### Data listing
-=-=-

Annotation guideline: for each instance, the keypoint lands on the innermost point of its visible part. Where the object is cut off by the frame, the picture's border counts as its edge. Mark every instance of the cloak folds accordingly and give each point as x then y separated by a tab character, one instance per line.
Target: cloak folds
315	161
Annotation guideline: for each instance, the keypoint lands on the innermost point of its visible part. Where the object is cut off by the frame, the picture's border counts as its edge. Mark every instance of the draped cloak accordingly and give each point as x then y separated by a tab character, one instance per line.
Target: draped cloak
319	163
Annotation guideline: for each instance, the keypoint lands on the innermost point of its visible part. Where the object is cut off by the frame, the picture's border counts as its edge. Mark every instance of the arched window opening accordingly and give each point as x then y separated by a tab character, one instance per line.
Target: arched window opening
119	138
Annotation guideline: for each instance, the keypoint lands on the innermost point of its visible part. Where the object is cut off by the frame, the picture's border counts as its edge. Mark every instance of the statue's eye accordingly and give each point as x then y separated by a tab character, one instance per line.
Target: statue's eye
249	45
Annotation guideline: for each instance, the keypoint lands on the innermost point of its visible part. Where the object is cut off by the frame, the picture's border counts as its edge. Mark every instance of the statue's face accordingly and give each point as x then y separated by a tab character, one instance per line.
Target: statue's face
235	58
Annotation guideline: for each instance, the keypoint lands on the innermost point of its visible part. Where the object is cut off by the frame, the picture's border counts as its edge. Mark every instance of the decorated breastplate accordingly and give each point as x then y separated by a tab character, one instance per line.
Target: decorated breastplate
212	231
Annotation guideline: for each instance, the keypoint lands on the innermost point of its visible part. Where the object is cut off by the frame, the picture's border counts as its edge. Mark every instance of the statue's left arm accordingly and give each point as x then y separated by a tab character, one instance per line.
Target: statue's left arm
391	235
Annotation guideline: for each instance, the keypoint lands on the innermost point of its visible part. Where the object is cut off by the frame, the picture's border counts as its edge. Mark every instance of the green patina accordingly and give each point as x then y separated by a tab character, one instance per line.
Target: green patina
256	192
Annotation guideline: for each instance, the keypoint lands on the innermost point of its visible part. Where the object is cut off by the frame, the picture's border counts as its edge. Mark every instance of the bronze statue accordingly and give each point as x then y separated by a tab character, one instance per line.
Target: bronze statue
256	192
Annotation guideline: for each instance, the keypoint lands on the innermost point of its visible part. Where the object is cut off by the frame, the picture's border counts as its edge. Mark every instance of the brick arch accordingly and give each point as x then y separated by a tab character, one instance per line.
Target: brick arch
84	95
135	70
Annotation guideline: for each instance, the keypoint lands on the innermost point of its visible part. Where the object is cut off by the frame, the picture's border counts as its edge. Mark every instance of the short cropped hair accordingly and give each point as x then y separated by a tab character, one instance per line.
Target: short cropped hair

-=-=-

### Task instructions
Above are the records; copy exactly the lines from the one with "of the brick" through the final line.

### Final answer
Annotation guideline: for each instance, the keypoint lands on the innermost point of its visible part. Where the object is cut off by the frame, the picture's border counts as its edge. Mark every instance of the brick arch accordingly and give each point as x then y separated by a tab character, one instance per line.
Target: brick arch
84	95
135	70
Annotation guideline: for each instance, the keypoint lands on the innermost point of its visible part. Where the object is cut off by the frame, the picture's border counts as its edge. Mark every instance of the short cropped hair accordingly and give each point as x then y separated by a tab character, one instance per line.
Target: short cropped hair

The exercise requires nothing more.